• **The request**
Write out, unchanged, the lines from the one holding "surface, it would be much appreciated." to the close of the listing. Both the first and last lines belong in it.
---
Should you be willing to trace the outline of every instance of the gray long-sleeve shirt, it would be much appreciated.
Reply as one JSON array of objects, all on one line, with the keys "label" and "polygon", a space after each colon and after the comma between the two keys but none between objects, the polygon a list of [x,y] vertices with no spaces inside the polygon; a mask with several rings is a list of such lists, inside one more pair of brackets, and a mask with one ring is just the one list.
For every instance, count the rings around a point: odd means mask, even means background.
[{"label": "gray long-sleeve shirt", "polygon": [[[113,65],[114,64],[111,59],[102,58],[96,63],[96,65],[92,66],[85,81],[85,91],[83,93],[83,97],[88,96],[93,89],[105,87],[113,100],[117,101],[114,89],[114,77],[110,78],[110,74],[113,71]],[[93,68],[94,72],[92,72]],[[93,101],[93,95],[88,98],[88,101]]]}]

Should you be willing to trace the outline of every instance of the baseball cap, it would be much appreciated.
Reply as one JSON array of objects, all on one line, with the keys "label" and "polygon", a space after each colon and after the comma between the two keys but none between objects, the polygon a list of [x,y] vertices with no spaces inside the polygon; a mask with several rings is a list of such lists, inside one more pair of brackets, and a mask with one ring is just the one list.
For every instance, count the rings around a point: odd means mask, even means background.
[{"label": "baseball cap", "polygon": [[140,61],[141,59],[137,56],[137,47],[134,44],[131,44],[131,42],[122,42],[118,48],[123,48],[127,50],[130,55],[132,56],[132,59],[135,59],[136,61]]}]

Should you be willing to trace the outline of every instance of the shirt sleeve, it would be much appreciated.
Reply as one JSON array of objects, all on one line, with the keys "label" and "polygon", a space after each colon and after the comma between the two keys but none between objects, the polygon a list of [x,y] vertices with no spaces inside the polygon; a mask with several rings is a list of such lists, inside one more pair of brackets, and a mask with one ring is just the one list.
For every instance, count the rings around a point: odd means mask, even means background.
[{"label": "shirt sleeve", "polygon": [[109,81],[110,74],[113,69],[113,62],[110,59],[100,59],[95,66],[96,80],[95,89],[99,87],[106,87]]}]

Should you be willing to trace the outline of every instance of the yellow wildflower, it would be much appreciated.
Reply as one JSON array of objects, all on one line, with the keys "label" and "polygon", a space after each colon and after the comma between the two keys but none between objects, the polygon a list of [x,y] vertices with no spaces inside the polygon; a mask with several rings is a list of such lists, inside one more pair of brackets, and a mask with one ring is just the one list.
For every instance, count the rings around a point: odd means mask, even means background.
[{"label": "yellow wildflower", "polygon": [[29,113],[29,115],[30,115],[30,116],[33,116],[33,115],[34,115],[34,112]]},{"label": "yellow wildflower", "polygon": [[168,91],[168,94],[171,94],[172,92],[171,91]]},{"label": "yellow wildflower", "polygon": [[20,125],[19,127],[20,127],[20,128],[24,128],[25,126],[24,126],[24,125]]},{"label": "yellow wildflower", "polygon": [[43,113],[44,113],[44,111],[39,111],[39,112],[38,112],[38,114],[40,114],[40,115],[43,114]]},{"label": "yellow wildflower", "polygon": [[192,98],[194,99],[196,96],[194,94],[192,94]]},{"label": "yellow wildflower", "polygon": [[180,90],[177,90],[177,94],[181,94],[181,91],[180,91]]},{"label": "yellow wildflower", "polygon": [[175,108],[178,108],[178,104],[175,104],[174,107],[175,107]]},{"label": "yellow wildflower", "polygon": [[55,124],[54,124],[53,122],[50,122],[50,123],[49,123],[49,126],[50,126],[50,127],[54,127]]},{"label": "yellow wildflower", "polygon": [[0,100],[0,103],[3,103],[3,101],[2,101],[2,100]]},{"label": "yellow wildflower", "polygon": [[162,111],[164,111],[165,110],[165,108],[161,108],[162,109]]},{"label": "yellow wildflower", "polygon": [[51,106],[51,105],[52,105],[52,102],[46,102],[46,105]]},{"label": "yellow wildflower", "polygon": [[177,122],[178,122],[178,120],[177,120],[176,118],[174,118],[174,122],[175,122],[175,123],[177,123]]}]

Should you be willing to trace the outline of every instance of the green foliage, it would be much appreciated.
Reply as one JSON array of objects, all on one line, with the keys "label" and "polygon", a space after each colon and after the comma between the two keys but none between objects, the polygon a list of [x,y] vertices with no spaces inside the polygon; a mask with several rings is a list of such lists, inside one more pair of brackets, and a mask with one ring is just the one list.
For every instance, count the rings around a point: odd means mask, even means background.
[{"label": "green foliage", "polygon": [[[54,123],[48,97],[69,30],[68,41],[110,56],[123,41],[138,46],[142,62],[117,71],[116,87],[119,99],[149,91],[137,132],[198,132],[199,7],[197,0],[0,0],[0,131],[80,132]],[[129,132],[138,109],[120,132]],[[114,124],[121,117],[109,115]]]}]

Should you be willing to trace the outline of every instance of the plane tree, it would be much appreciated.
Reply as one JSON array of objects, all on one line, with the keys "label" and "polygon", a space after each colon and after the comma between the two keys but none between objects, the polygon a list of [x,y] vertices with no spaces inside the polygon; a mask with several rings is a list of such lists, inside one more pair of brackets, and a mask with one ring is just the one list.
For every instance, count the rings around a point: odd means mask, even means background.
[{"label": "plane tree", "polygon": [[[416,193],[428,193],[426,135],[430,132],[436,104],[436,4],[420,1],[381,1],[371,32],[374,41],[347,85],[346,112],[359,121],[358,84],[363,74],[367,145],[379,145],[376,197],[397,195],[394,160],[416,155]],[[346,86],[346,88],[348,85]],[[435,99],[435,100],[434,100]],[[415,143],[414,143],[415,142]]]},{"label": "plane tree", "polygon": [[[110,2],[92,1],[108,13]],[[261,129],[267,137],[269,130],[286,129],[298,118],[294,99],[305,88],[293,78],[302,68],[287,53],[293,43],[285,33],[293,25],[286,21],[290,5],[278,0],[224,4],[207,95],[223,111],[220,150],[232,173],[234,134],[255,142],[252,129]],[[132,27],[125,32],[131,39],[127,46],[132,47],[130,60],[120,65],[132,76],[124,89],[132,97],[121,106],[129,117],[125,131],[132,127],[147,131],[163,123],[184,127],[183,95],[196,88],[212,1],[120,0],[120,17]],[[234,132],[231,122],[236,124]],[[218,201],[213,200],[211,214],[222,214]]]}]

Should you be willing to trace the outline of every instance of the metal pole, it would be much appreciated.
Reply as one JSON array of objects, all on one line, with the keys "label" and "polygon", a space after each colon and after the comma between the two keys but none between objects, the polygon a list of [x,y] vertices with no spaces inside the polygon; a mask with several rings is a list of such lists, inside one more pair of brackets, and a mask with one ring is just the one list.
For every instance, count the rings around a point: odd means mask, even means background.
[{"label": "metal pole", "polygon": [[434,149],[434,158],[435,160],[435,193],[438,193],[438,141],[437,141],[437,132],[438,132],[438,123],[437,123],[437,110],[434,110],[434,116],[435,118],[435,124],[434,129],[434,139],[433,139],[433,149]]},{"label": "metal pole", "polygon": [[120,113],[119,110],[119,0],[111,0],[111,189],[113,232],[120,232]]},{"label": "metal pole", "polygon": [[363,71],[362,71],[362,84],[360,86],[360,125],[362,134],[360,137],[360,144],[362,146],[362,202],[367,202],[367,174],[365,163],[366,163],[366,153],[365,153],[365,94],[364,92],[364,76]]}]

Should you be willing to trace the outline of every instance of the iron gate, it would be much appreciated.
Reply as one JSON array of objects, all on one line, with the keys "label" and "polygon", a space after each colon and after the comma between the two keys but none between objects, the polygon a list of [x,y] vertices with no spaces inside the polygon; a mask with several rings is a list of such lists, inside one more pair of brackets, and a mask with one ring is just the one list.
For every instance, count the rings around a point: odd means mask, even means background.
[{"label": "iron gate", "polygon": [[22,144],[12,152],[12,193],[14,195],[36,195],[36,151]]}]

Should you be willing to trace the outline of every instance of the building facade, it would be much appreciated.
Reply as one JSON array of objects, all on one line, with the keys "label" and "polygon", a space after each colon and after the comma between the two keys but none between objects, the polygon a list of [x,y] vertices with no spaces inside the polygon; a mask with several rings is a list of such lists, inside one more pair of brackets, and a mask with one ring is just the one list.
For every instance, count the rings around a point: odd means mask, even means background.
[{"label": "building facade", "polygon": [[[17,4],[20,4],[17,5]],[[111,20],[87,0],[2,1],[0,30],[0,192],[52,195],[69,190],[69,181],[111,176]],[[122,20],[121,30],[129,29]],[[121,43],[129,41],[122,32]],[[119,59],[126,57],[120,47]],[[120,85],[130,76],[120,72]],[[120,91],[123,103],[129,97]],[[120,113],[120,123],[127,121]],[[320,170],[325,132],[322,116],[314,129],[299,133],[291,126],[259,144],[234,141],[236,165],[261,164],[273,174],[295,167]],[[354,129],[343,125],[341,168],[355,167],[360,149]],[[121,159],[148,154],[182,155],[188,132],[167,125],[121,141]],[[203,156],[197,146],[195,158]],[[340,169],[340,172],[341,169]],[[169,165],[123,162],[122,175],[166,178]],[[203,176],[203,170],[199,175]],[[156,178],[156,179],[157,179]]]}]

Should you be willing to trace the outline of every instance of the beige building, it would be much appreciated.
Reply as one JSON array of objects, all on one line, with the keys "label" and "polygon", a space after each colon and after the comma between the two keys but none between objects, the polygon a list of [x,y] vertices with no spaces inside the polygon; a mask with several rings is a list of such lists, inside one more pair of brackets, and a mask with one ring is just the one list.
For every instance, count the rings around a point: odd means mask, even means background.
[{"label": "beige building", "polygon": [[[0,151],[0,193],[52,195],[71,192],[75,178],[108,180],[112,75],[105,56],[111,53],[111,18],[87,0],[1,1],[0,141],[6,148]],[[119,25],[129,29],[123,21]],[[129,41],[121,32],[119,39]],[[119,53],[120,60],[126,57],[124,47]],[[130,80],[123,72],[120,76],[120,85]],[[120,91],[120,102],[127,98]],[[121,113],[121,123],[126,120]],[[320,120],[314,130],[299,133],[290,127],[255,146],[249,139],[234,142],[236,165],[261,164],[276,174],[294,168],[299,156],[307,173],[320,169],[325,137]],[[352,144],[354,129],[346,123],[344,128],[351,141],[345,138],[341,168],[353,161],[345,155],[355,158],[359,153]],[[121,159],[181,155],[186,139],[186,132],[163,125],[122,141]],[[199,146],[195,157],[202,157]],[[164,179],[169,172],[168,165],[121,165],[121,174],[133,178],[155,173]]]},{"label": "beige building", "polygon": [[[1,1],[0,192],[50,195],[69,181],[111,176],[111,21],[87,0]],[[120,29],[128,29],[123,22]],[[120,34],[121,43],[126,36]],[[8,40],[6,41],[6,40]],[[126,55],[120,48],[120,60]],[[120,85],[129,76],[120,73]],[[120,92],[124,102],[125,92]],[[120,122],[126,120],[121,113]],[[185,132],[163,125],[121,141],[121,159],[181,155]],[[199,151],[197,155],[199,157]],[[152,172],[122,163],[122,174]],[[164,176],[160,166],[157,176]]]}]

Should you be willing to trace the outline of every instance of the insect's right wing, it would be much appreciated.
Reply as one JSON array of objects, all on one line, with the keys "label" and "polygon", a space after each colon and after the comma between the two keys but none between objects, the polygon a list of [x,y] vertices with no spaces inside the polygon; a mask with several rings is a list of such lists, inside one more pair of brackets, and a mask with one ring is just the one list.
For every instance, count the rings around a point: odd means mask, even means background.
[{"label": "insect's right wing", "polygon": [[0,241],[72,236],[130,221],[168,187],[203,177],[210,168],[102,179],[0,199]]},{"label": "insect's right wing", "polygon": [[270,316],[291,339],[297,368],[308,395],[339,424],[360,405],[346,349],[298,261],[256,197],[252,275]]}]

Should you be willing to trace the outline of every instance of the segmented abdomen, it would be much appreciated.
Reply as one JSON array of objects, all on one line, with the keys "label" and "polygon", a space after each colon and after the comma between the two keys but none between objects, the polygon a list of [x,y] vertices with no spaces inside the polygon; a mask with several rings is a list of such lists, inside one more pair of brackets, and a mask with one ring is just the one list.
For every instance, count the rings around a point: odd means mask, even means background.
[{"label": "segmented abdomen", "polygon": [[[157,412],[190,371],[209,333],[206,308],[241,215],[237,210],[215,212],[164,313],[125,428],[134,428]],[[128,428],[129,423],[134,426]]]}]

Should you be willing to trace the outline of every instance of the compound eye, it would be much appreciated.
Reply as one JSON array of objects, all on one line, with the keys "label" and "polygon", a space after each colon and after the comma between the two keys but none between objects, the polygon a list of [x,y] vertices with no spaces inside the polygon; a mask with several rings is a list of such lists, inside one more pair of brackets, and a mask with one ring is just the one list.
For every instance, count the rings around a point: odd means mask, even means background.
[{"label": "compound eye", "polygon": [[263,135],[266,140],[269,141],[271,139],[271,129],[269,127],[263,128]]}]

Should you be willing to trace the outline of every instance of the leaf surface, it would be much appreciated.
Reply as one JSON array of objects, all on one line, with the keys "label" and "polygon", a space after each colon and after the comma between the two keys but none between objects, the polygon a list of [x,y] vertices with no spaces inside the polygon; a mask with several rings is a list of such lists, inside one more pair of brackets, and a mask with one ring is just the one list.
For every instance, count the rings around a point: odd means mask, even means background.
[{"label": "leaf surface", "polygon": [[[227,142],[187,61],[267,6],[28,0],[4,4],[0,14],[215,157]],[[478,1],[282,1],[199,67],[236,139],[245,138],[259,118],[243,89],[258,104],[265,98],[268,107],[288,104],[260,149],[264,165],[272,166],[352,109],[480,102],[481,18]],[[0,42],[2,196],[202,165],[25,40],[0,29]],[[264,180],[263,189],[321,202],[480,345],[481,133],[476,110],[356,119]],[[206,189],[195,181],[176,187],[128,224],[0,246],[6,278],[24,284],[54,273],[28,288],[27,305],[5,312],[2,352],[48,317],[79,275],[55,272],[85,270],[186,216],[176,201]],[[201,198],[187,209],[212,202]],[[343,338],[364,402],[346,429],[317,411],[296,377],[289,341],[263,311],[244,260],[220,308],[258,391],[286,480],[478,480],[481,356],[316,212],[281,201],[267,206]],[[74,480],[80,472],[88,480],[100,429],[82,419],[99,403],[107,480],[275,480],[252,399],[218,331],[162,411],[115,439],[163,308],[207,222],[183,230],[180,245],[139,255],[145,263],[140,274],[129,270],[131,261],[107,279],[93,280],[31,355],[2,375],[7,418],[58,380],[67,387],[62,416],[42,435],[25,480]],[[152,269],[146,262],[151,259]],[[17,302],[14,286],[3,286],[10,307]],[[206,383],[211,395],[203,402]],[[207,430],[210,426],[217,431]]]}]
---
• **The response**
Should you be willing to trace the outline of every instance of the leaf surface, it would be much appreciated.
Reply as one JSON array of objects, all on one line, with the keys "label" and "polygon", a space after each colon and after the comma between the two keys but none between objects, the polygon a list of [x,y] vertices with no spaces inside the polygon; a mask with several rings is a list of such lists, inside one more pair of brackets, and a mask with one ring is just the one list.
For every instance, count the rings around a point: odd means mask, even means background.
[{"label": "leaf surface", "polygon": [[[227,142],[187,61],[267,6],[28,0],[4,4],[0,14],[215,157]],[[478,1],[282,1],[199,67],[236,139],[245,138],[259,118],[243,89],[258,104],[265,98],[268,107],[288,104],[260,149],[264,165],[272,166],[352,109],[480,102],[481,18]],[[0,42],[2,196],[202,165],[25,40],[0,29]],[[264,180],[263,189],[321,202],[480,345],[481,133],[476,110],[356,119]],[[206,189],[195,181],[176,187],[128,224],[0,246],[6,278],[24,284],[54,273],[28,288],[27,305],[5,312],[2,352],[48,317],[79,275],[55,272],[85,270],[186,216],[176,201]],[[201,198],[187,209],[212,202]],[[343,338],[364,402],[346,429],[317,411],[296,377],[289,341],[263,311],[244,260],[220,308],[258,391],[286,480],[478,480],[481,356],[316,212],[281,201],[267,206]],[[74,480],[80,472],[88,480],[100,429],[82,419],[99,403],[107,480],[275,480],[252,399],[218,331],[162,411],[115,439],[163,308],[207,222],[183,230],[180,245],[139,255],[145,263],[140,274],[129,270],[131,261],[107,279],[93,280],[31,355],[2,375],[7,418],[58,380],[67,387],[62,416],[42,435],[25,480]],[[152,269],[146,262],[151,259]],[[17,302],[14,286],[3,286],[10,307]],[[206,383],[211,395],[203,402]],[[207,430],[210,426],[217,431]]]}]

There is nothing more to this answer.